Start of Provided information

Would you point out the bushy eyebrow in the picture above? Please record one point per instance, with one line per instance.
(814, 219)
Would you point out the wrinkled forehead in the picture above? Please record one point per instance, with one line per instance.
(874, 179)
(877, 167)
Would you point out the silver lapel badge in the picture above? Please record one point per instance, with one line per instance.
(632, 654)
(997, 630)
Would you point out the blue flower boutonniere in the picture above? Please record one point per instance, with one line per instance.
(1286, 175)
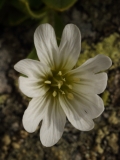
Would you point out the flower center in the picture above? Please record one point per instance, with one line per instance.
(59, 85)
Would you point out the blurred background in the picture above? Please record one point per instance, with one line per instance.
(99, 22)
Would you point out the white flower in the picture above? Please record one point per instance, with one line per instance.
(57, 89)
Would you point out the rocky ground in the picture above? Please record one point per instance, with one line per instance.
(100, 28)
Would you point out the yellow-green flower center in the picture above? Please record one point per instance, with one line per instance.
(58, 84)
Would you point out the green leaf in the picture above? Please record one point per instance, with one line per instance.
(24, 6)
(59, 5)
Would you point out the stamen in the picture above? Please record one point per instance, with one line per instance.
(70, 96)
(47, 82)
(62, 92)
(54, 94)
(64, 79)
(60, 73)
(60, 84)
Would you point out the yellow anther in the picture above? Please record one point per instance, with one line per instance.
(60, 73)
(62, 92)
(54, 94)
(70, 96)
(70, 86)
(47, 82)
(60, 84)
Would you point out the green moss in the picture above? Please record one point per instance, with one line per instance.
(3, 98)
(109, 46)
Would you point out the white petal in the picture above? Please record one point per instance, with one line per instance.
(91, 83)
(96, 64)
(32, 87)
(69, 47)
(75, 113)
(32, 68)
(46, 45)
(53, 124)
(34, 113)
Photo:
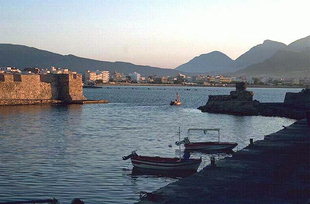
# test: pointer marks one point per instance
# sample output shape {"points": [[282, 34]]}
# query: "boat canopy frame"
{"points": [[205, 130]]}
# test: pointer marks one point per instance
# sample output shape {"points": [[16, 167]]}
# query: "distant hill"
{"points": [[22, 56], [207, 63], [258, 53], [302, 44], [284, 63]]}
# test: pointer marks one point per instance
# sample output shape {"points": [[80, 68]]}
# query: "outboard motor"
{"points": [[133, 153], [184, 141]]}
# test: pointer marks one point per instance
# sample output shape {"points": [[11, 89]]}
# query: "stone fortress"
{"points": [[18, 89]]}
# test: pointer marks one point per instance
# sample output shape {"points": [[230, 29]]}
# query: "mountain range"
{"points": [[22, 57], [270, 58]]}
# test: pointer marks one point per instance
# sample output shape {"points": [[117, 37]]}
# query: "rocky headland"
{"points": [[240, 102]]}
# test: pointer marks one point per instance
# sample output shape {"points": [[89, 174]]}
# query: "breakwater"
{"points": [[240, 102], [269, 171]]}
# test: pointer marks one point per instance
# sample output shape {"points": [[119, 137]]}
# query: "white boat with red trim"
{"points": [[177, 101], [163, 163], [208, 146]]}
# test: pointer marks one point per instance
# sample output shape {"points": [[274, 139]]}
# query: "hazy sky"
{"points": [[164, 33]]}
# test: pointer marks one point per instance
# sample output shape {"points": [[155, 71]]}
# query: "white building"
{"points": [[135, 77], [103, 76]]}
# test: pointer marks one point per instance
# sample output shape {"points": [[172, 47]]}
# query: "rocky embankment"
{"points": [[240, 102], [275, 170]]}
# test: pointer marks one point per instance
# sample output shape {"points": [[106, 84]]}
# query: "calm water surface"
{"points": [[75, 151]]}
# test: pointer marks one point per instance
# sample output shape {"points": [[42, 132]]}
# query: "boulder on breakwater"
{"points": [[240, 102]]}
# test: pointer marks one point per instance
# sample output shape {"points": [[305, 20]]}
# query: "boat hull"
{"points": [[174, 103], [165, 164], [210, 146]]}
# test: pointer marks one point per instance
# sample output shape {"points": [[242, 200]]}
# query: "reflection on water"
{"points": [[76, 151]]}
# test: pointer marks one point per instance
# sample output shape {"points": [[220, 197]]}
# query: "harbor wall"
{"points": [[275, 170], [240, 102], [20, 88]]}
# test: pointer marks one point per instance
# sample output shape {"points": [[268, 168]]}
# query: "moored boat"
{"points": [[163, 163], [208, 146], [177, 101]]}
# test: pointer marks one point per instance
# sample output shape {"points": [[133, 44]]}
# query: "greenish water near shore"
{"points": [[76, 150]]}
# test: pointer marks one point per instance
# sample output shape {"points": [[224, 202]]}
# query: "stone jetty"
{"points": [[240, 102], [275, 170]]}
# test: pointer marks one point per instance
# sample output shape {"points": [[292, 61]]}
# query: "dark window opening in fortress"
{"points": [[17, 77]]}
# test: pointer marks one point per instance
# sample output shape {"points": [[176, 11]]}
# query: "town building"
{"points": [[135, 77]]}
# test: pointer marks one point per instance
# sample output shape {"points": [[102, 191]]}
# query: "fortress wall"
{"points": [[76, 88], [24, 87], [65, 87]]}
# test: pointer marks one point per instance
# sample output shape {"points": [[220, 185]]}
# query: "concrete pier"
{"points": [[275, 170]]}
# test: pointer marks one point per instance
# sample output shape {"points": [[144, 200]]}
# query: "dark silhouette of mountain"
{"points": [[300, 45], [284, 63], [208, 63], [22, 56], [258, 53]]}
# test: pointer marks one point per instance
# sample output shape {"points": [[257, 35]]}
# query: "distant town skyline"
{"points": [[157, 33]]}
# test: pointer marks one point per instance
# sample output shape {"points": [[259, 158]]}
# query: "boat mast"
{"points": [[178, 97], [179, 132]]}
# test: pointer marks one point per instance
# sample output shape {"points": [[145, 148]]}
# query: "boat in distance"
{"points": [[207, 146], [177, 101], [163, 163]]}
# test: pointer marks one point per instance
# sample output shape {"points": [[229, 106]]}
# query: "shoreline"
{"points": [[181, 85], [272, 170]]}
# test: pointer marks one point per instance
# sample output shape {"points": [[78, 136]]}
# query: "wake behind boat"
{"points": [[208, 146], [163, 163]]}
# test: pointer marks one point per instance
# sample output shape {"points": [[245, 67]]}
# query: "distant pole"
{"points": [[213, 161]]}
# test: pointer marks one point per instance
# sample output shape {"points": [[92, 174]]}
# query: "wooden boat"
{"points": [[162, 163], [207, 146], [177, 101]]}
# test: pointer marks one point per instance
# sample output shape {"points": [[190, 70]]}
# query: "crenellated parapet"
{"points": [[47, 87]]}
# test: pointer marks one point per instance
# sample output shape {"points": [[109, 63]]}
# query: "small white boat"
{"points": [[207, 146], [162, 163], [177, 101]]}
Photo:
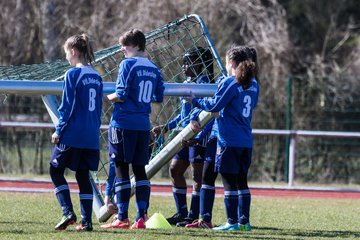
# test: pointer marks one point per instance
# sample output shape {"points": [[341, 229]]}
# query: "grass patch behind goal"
{"points": [[33, 216]]}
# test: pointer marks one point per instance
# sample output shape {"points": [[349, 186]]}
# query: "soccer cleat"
{"points": [[86, 227], [67, 220], [139, 224], [186, 221], [245, 227], [176, 218], [116, 223], [227, 227], [199, 224]]}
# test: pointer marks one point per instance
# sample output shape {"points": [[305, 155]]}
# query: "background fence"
{"points": [[318, 159]]}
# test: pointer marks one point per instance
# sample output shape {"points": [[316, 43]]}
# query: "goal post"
{"points": [[166, 47]]}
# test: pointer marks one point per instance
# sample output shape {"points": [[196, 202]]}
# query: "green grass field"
{"points": [[33, 216]]}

End of Provided information

Transcribe the records word for word and include no pictures.

Would you point out the bushy eyebrow in the picture above? Please record one point per instance, with one line per instance.
(814, 219)
Would you point out the wrinkled forehead in the picture above? Please record one point per instance, with one line per instance.
(874, 179)
(877, 167)
Would you point out the silver lapel badge in the picture above? Please record one point per instance, with one line per instance.
(632, 654)
(997, 630)
Would you point out the blue flower boutonniere in the picture above? Please record one point per instance, with one line per instance.
(1286, 175)
Would you point out the flower center in the picture above? Please record one point per instance, with one line per instance.
(59, 85)
Would you point out the blurred background in the picture above? Please record one point per instance, with one line per instance.
(99, 22)
Would you point out the white flower in the picture above? Please record one point per instance, with one line per instance.
(57, 89)
Would you point out the rocky ground in the picture above? Please record one point per instance, with one line per instance.
(100, 28)
Would you point out the yellow-green flower center in the picture above? Please record one point per instance, with one line per instance.
(58, 84)
Would you point out the green leaf in the picture above? Please record one point per instance, with one line per instance.
(24, 6)
(59, 5)
Would you point out the stamen in the picture above? Please record one point per instance, with one line per instance.
(70, 96)
(47, 82)
(62, 92)
(54, 94)
(64, 79)
(60, 73)
(60, 84)
Would you point out the yellow anther in the picture above? Please record one point per instance, with one line per instance.
(60, 73)
(62, 92)
(54, 94)
(70, 96)
(70, 86)
(47, 82)
(60, 84)
Would you point out the green moss in the picture above? Please record one point per instance, with one line per instance.
(3, 98)
(109, 46)
Would you point out the white petal in the picture above? Please record one point per instance, with one line per instance.
(91, 83)
(96, 64)
(32, 87)
(69, 47)
(75, 113)
(32, 68)
(46, 45)
(53, 124)
(34, 113)
Photo:
# test: pointer marks one point per instance
# sample output shape {"points": [[282, 34]]}
# query: "boat canopy frame"
{"points": [[205, 130]]}
# test: pointer marks one point per instance
# sample output shape {"points": [[16, 167]]}
# query: "distant hill"
{"points": [[22, 56], [207, 63], [258, 53], [302, 44], [284, 63]]}
# test: pointer marks one point per instance
# sample output shape {"points": [[80, 68]]}
# query: "outboard motor"
{"points": [[133, 153], [184, 141]]}
# test: pointer marks one point per instance
# sample output shape {"points": [[11, 89]]}
# query: "stone fortress"
{"points": [[18, 89]]}
# test: pointer marks one point per instance
# sample output shape {"points": [[230, 29]]}
# query: "mountain range"
{"points": [[22, 57], [270, 58]]}
# test: pointer marks one point per instance
# sample output shape {"points": [[117, 37]]}
# query: "rocky headland"
{"points": [[240, 102]]}
# test: pointer marks one point per instance
# sample output shape {"points": [[89, 174]]}
# query: "breakwater"
{"points": [[240, 102], [269, 171]]}
# test: pointer marks one point per instance
# sample output shape {"points": [[119, 137]]}
# query: "white boat with red trim"
{"points": [[177, 101], [163, 163], [208, 146]]}
# test: pointer marks one point per instance
# sample output shape {"points": [[274, 139]]}
# query: "hazy sky"
{"points": [[164, 33]]}
# test: pointer marks one point per instance
# sample output shape {"points": [[155, 71]]}
# query: "white building"
{"points": [[135, 77], [103, 76]]}
# test: pointer marks one point per instance
# sample output shape {"points": [[172, 47]]}
# query: "rocky embankment"
{"points": [[240, 102], [275, 170]]}
# test: pointer marks one point per instance
# sample output shape {"points": [[106, 84]]}
# query: "calm water surface"
{"points": [[75, 151]]}
# test: pointer marks one point per instance
# sample output shape {"points": [[42, 132]]}
# query: "boulder on breakwater"
{"points": [[240, 102]]}
# test: pointer marks one point per instance
# sample output shape {"points": [[305, 20]]}
# query: "boat hull"
{"points": [[174, 103], [165, 164], [210, 146]]}
# test: pointer marks one point per instance
# sample output shape {"points": [[242, 200]]}
# query: "reflection on water"
{"points": [[76, 151]]}
# test: pointer marks one point per instance
# sample output shape {"points": [[220, 197]]}
# query: "harbor wall"
{"points": [[275, 170], [240, 102], [20, 88]]}
# test: pointer marks one point per instance
# sample output shape {"points": [[268, 168]]}
# query: "moored boat"
{"points": [[163, 163], [208, 146], [177, 101]]}
# test: pointer marks one point per instance
# sample output shape {"points": [[133, 44]]}
# query: "greenish water near shore"
{"points": [[76, 150]]}
# test: pointer marks one point per instance
# sample output shape {"points": [[224, 202]]}
# query: "stone jetty"
{"points": [[240, 102], [275, 170]]}
# test: pointer marks one point per instance
# sample output shape {"points": [[292, 61]]}
# query: "dark window opening in fortress"
{"points": [[17, 77]]}
# test: pointer marks one point per instance
# sample output shape {"points": [[176, 11]]}
# query: "town building"
{"points": [[135, 77]]}
# test: pointer marks one point per instance
# sample output shape {"points": [[102, 191]]}
# query: "fortress wall"
{"points": [[76, 88], [24, 87], [65, 87]]}
# test: pointer marks one point per instance
# sample output shape {"points": [[220, 185]]}
# query: "concrete pier"
{"points": [[275, 170]]}
# test: pointer marks one point per instance
# sample output shape {"points": [[144, 200]]}
# query: "dark silhouette of mountain"
{"points": [[300, 45], [284, 63], [208, 63], [22, 56], [258, 53]]}
# test: pointer marks one point per instance
# sample output shape {"points": [[257, 35]]}
# query: "distant town skyline"
{"points": [[157, 33]]}
# test: pointer marks one point per instance
# sample output shape {"points": [[259, 158]]}
# query: "boat mast"
{"points": [[178, 97], [179, 132]]}
# test: pointer marks one point per instance
# sample output shape {"points": [[145, 148]]}
# query: "boat in distance"
{"points": [[207, 146], [177, 101], [163, 163]]}
# test: pointer marks one point per instance
# sample output shape {"points": [[229, 106]]}
# query: "shoreline"
{"points": [[181, 85], [272, 170]]}
# test: pointer marks one point per instance
# sample output shape {"points": [[78, 136]]}
# query: "wake behind boat"
{"points": [[208, 146], [163, 163]]}
# test: pointer marks one point per instance
# sample output shape {"points": [[245, 67]]}
# query: "distant pole"
{"points": [[213, 161]]}
# test: pointer marks one point per instance
# sample output shape {"points": [[92, 174]]}
# query: "wooden boat"
{"points": [[162, 163], [207, 146], [177, 101]]}
# test: pointer marks one point per instance
# sample output shape {"points": [[190, 70]]}
# query: "crenellated parapet"
{"points": [[47, 87]]}
# test: pointer marks one point per instance
# sample output shape {"points": [[109, 63]]}
# query: "small white boat"
{"points": [[207, 146], [162, 163], [177, 101]]}
Photo:
# test: pointer marks one point per instance
# sample output shape {"points": [[341, 229]]}
# query: "grass patch behind goal"
{"points": [[33, 216]]}
# test: pointer marks one point per instance
# sample output shape {"points": [[349, 186]]}
# query: "soccer cleat"
{"points": [[86, 227], [67, 220], [139, 224], [186, 221], [245, 227], [176, 218], [116, 223], [227, 227], [199, 224]]}
# test: pointer marks one point per instance
# sample output shape {"points": [[305, 155]]}
# query: "background fence"
{"points": [[318, 159]]}
# test: pointer marks one point per instance
# sample output shape {"points": [[316, 43]]}
# query: "goal post"
{"points": [[166, 47]]}
# test: pointer marks one point per instance
# sample output shape {"points": [[196, 202]]}
# query: "green grass field"
{"points": [[33, 216]]}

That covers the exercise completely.